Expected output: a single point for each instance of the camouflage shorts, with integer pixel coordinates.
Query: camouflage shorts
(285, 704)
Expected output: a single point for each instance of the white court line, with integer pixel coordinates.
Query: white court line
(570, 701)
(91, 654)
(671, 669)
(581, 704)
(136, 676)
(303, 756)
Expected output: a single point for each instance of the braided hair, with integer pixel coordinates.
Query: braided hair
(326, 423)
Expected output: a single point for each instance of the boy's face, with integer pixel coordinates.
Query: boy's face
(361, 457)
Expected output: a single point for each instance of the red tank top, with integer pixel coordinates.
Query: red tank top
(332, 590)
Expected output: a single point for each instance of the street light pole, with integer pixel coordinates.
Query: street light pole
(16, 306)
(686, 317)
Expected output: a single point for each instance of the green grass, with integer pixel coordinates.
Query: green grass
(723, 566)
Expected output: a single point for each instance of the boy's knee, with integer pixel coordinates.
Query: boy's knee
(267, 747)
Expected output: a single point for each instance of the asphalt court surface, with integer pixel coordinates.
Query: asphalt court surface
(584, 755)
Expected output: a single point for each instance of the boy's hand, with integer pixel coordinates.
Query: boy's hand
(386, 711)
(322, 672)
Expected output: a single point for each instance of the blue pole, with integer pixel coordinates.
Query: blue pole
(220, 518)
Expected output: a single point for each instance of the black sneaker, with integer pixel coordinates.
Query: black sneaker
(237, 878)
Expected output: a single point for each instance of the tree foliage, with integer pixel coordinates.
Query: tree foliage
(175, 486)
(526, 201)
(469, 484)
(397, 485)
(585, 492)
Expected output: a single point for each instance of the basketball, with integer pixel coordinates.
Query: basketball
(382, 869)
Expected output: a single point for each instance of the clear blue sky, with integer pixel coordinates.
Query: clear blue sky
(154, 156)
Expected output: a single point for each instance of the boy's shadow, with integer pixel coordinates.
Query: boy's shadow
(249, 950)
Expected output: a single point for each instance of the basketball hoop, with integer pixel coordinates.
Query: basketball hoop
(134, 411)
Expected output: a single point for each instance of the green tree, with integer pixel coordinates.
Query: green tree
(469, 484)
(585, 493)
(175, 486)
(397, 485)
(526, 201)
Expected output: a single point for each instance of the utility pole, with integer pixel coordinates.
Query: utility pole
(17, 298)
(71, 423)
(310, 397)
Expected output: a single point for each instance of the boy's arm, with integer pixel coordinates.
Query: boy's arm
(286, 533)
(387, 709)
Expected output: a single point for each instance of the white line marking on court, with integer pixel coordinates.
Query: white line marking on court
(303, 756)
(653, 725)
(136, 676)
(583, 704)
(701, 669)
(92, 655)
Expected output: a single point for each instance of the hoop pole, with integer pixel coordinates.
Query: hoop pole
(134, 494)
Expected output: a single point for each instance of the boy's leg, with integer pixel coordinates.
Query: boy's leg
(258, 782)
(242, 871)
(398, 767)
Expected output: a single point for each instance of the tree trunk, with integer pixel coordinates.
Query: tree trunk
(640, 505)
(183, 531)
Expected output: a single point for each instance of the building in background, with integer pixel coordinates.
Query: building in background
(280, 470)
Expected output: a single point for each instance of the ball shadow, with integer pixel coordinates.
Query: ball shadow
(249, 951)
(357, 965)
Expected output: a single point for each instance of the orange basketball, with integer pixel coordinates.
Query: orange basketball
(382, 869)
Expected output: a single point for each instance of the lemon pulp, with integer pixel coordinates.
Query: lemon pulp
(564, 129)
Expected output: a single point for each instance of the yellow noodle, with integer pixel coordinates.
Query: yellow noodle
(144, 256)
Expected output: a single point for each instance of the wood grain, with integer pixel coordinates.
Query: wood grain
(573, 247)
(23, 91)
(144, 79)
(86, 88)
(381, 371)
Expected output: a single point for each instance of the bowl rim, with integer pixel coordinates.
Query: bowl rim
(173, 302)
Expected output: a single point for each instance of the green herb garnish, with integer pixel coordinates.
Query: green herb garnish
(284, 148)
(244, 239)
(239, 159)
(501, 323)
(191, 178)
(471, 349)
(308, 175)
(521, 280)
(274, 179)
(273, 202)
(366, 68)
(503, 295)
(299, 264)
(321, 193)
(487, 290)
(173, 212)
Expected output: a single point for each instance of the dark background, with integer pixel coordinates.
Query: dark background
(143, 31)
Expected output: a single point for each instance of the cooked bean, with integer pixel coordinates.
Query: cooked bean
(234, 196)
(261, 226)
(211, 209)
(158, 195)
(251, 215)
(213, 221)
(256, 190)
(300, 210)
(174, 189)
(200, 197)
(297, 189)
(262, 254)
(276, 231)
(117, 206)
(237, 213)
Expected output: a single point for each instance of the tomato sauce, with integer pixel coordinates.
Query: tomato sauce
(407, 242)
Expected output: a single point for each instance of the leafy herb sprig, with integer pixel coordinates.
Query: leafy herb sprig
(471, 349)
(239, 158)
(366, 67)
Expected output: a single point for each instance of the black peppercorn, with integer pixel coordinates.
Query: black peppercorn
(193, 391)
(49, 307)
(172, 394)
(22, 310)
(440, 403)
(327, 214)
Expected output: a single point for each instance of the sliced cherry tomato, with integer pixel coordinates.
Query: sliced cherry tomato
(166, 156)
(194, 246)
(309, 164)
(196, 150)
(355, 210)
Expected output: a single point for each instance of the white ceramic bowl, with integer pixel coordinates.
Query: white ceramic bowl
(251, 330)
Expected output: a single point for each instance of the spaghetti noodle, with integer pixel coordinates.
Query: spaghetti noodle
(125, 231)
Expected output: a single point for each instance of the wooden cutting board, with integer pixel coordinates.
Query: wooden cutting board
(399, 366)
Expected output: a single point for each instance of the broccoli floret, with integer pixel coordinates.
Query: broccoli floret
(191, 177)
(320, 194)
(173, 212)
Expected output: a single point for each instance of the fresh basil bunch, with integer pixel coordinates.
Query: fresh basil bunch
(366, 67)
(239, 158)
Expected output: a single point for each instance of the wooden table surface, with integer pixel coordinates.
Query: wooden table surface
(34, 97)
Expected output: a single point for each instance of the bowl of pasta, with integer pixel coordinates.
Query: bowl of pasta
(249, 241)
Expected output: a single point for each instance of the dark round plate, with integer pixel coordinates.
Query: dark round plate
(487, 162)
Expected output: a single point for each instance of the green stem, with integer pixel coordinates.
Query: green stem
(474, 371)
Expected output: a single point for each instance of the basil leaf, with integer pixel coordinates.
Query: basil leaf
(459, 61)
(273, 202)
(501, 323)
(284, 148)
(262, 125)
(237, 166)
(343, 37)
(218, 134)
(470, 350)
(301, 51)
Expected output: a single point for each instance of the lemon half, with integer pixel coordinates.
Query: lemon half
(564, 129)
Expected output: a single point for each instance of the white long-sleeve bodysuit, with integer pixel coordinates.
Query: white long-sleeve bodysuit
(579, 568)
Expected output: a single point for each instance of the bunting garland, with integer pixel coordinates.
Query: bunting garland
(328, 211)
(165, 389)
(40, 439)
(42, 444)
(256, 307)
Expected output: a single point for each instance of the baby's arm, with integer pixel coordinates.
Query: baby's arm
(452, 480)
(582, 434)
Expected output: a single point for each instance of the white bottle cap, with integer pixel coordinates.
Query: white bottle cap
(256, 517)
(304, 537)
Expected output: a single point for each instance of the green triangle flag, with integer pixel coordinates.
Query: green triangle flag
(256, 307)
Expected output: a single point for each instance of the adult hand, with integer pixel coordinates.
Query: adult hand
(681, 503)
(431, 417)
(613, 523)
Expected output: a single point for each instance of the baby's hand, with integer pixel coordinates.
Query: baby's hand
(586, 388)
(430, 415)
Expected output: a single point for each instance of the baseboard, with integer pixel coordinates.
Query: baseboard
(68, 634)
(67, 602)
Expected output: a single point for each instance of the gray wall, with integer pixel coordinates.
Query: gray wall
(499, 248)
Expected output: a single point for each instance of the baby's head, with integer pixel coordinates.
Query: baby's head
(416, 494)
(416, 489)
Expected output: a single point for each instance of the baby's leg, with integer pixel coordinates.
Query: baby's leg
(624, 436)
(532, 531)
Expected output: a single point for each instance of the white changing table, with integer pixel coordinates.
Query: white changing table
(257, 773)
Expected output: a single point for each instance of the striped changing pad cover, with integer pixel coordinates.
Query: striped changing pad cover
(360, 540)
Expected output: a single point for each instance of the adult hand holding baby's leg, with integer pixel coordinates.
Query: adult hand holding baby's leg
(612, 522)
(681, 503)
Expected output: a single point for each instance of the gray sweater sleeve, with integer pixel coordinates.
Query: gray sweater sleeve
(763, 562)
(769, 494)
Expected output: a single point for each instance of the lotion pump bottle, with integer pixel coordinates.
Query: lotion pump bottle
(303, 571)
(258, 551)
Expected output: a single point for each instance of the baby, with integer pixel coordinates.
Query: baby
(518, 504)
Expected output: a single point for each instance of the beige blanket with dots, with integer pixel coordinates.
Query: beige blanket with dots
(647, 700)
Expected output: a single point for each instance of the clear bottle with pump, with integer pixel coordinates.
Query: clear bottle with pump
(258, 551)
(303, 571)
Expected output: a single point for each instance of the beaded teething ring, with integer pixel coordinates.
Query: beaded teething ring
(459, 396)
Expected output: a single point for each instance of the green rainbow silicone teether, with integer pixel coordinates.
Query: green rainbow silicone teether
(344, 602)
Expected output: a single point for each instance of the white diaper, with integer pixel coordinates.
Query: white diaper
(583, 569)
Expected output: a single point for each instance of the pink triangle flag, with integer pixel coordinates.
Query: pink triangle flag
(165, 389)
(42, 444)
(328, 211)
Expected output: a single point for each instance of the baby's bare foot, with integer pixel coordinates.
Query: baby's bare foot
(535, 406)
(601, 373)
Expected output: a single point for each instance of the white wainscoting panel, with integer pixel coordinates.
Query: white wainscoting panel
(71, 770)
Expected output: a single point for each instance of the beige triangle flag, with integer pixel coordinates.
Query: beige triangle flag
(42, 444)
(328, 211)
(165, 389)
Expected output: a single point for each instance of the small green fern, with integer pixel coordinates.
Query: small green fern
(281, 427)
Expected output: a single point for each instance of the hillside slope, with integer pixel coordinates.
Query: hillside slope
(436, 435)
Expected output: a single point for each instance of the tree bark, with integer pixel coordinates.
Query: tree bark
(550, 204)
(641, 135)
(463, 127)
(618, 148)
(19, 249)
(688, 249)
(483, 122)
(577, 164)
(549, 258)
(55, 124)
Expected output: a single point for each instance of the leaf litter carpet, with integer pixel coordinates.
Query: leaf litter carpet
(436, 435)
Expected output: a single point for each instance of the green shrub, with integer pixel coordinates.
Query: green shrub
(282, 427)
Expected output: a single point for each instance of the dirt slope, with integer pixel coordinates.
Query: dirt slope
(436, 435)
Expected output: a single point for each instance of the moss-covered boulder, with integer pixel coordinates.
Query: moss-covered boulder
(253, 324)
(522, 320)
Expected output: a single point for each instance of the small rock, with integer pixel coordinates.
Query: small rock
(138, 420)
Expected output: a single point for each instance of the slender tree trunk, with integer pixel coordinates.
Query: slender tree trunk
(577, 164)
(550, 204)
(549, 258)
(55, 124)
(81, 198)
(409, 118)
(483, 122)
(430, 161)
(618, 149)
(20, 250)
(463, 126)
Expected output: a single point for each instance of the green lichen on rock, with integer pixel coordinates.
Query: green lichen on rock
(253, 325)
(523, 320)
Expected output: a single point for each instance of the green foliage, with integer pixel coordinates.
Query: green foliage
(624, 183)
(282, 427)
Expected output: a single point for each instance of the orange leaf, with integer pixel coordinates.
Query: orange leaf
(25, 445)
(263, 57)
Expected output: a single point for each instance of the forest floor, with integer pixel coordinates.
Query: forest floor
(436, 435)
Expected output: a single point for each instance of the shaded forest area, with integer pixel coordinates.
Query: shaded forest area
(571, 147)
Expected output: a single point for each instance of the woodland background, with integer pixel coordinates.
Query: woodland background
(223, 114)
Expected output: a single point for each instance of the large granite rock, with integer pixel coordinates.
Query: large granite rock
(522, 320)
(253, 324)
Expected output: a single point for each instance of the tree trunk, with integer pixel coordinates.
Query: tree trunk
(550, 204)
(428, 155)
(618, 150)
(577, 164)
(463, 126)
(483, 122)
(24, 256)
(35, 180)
——————
- **What is required**: Print the line containing "Expected output: a single point for each instance of the slender" and every line after it to the end of the records above, exactly as written, and nothing else.

- **Expected output**:
Expected output: a single point for each instance of the slender tree trunk, with integer pixel coordinates.
Query: slender tree trunk
(577, 164)
(550, 204)
(549, 258)
(55, 124)
(81, 198)
(409, 118)
(483, 122)
(430, 161)
(618, 149)
(20, 250)
(463, 126)
Expected output: a single point for each instance of the green lichen on rock, with integer pixel coordinates.
Query: green lichen on rock
(253, 325)
(523, 320)
Expected output: a single point for each instance of the green foliage, with integer pixel coordinates.
Query: green foliage
(624, 183)
(282, 427)
Expected output: a single point for each instance of the orange leaf, with integer pixel coordinates.
Query: orange leaf
(25, 445)
(263, 57)
Expected output: a single point for each instance of the forest floor, with integer pixel coordinates.
Query: forest floor
(436, 435)
Expected output: a single point for each instance of the shaded forest area, with integer pixel coordinates.
Query: shaded forest area
(571, 147)
Expected output: a single point for each instance of the woodland background, with integer pixel coordinates.
Query: woodland background
(223, 114)
Expected output: a single point for each instance of the large granite rock, with integer pixel coordinates.
Query: large granite rock
(522, 320)
(253, 324)
Expected output: a single point for each instance of the tree trunk, with integer pixel coordinates.
Query: tree trunk
(550, 204)
(428, 155)
(618, 150)
(577, 164)
(463, 126)
(483, 122)
(24, 256)
(35, 180)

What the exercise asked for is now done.